▶ _Exercise goal_
Reproduce the material from its first line through the line containing "175 156 L 177", both included, and omit the pictures from your answer.

▶ _Records for this task_
** Start **
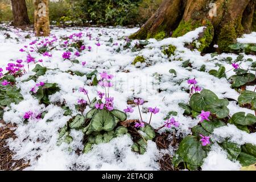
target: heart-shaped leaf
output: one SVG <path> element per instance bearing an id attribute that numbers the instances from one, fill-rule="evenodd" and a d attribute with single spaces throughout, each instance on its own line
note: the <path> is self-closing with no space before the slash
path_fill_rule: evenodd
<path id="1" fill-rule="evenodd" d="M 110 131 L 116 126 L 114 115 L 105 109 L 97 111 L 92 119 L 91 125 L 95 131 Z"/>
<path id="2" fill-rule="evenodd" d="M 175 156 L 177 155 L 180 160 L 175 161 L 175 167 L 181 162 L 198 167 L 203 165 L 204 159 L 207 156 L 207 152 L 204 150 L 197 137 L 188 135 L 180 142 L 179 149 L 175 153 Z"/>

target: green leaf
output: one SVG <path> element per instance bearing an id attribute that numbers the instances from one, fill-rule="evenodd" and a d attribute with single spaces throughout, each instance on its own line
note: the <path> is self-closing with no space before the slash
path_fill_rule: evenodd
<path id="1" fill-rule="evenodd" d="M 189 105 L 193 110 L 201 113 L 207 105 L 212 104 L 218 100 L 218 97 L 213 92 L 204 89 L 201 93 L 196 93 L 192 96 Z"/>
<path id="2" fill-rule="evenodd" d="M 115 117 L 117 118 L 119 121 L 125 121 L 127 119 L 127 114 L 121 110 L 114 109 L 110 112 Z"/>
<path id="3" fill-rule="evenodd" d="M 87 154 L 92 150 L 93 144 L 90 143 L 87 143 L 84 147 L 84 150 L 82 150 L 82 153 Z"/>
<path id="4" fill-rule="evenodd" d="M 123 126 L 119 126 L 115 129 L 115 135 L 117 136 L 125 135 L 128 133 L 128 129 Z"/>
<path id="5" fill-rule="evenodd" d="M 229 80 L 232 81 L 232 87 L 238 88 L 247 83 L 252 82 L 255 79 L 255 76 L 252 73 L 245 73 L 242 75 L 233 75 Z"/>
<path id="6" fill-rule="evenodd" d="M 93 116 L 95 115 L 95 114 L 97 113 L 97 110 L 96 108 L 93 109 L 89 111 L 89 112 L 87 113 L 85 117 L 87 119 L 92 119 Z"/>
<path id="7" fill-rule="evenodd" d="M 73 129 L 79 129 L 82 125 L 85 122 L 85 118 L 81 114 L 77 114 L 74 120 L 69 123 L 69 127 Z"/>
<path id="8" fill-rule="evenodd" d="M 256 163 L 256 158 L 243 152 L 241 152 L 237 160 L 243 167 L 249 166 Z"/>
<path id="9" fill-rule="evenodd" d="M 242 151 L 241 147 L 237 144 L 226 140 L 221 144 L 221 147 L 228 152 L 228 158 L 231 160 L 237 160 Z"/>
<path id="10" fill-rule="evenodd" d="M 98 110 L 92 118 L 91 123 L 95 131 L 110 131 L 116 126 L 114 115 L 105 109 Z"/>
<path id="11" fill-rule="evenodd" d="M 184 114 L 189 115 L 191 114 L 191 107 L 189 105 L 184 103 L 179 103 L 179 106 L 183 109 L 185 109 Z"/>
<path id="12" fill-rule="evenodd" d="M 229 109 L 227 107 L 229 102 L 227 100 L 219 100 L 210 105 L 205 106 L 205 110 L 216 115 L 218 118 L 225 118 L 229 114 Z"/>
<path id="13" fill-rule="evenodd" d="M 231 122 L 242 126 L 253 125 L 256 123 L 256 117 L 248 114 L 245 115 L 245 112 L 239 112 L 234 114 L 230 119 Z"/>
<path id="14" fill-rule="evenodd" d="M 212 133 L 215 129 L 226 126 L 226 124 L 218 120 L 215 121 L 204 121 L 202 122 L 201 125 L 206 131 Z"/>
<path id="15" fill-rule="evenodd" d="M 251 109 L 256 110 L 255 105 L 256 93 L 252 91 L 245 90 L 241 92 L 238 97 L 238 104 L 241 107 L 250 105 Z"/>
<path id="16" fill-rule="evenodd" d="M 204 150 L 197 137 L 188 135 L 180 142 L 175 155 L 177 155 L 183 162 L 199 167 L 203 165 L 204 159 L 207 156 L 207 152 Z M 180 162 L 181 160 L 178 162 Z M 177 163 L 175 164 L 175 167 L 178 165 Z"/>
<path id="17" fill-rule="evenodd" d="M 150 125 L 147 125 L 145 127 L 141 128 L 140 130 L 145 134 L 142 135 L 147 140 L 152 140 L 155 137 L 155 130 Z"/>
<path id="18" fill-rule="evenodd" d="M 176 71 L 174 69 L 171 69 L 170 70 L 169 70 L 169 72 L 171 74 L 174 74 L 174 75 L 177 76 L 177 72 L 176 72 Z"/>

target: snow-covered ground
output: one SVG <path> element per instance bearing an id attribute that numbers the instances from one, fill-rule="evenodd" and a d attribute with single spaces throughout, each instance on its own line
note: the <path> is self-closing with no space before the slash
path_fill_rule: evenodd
** End **
▶ _Solution below_
target: heart-shaped leaf
output: one SVG <path> element per instance bearing an id attribute that numbers the instances from one, fill-rule="evenodd" and a d attribute with single spaces throughout, each instance on its own line
note: the <path> is self-closing with no space before the slash
path_fill_rule: evenodd
<path id="1" fill-rule="evenodd" d="M 110 131 L 116 126 L 114 115 L 105 109 L 97 111 L 92 119 L 91 125 L 95 131 Z"/>
<path id="2" fill-rule="evenodd" d="M 175 156 L 177 155 L 180 160 L 175 161 L 175 167 L 181 162 L 198 167 L 203 165 L 204 159 L 207 156 L 207 152 L 204 150 L 197 137 L 188 135 L 180 142 L 179 149 L 175 153 Z"/>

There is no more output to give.